── DATASET CONTENT ──
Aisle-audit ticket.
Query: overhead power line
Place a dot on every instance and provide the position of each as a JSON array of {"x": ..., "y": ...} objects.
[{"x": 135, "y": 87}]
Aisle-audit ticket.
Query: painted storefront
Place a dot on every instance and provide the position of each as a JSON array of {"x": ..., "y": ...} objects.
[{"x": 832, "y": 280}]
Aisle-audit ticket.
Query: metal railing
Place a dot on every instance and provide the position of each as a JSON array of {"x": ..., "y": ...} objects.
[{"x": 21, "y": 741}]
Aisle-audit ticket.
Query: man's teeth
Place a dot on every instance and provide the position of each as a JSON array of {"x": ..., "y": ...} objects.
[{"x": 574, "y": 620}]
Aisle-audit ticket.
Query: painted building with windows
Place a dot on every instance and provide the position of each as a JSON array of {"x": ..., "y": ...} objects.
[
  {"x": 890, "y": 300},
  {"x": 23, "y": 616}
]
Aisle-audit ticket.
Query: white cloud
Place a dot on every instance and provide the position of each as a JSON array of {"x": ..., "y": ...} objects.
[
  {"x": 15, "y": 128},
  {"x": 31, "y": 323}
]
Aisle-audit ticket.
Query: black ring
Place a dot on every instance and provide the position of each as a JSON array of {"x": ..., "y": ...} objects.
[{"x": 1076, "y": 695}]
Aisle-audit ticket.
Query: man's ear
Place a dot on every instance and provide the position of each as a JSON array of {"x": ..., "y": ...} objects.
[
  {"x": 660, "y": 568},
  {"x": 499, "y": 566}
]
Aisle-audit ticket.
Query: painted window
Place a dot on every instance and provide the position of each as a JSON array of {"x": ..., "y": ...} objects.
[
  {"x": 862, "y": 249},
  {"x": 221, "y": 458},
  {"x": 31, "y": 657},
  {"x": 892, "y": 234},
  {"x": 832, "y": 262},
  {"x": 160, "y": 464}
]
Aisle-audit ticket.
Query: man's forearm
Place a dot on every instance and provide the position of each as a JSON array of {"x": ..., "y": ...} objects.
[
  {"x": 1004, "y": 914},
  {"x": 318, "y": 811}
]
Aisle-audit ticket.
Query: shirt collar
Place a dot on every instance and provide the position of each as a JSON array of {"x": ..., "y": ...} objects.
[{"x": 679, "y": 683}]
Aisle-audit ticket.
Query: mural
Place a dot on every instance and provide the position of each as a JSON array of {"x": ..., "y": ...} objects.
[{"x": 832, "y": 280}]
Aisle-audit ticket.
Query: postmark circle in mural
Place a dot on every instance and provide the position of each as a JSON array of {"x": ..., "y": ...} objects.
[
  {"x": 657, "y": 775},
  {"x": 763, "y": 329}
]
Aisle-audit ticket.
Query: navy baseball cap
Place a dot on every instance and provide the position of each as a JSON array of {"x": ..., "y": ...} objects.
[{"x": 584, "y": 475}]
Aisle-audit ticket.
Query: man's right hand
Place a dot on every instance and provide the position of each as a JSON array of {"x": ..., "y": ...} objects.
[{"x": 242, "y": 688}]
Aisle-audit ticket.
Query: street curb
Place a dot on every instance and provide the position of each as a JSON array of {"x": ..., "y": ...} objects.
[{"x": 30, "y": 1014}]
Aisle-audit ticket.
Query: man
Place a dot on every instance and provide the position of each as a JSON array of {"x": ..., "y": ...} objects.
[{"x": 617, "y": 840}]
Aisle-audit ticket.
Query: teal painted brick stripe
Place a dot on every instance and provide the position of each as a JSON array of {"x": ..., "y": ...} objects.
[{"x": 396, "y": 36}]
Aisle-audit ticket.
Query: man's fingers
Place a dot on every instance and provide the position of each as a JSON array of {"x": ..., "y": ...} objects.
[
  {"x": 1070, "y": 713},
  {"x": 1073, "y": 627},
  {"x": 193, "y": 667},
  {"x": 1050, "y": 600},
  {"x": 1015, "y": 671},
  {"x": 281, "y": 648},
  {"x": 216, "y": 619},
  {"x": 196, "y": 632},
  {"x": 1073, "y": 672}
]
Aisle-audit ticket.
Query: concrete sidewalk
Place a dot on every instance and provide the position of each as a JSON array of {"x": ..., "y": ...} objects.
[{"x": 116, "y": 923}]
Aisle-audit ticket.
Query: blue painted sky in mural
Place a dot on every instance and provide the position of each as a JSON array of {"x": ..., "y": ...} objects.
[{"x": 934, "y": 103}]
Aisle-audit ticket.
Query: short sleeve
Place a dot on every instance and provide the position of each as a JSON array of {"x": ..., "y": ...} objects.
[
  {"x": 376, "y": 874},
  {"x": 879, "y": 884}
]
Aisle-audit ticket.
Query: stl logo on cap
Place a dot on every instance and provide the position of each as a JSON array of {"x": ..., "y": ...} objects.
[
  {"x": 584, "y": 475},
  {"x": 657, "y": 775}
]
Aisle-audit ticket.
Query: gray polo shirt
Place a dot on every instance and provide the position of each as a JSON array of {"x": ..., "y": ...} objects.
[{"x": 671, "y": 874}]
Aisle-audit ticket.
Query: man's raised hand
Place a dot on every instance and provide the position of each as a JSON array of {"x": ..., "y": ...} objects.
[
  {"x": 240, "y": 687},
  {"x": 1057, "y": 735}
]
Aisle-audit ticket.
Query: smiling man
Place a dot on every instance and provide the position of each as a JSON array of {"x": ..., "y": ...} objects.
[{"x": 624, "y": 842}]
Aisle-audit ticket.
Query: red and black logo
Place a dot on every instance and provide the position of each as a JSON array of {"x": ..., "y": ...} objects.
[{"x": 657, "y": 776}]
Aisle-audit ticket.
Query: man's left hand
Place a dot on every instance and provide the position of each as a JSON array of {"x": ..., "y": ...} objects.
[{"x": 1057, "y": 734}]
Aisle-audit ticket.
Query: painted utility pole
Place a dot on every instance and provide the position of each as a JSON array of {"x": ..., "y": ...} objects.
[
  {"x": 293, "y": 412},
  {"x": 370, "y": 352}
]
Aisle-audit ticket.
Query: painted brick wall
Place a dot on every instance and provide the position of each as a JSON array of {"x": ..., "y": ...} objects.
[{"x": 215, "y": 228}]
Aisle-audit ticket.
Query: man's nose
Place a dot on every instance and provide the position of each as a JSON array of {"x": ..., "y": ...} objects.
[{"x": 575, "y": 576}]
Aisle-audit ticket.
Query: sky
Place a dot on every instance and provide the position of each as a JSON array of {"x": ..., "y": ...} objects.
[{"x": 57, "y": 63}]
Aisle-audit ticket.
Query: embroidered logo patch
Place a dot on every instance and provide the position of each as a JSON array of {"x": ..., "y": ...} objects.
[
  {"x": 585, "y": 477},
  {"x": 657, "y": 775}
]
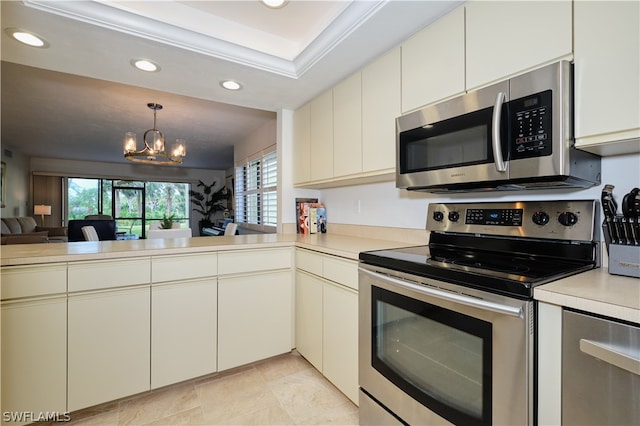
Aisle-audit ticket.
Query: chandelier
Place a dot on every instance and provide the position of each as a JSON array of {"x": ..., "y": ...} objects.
[{"x": 153, "y": 151}]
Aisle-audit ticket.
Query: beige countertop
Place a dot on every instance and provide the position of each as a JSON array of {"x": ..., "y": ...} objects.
[
  {"x": 597, "y": 292},
  {"x": 594, "y": 291},
  {"x": 338, "y": 245}
]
───
WHAT YOU SHOULD DO:
Take the entries above and return only the lines from the one with "Query: smiling man" to the one with "Query: man's left hand", both included, unchanged.

ANSWER TO THE EXERCISE:
Query: smiling man
Place a dot on every instance and provide the position of each as a JSON array of {"x": ..., "y": ...} objects.
[{"x": 624, "y": 842}]
Aisle-audit ticket.
Query: red and black logo
Place a dot on every instance and provide the position of each as a JSON array of {"x": ..., "y": ...} objects.
[{"x": 657, "y": 776}]
Aisle-audit ticket.
Query: man's left hand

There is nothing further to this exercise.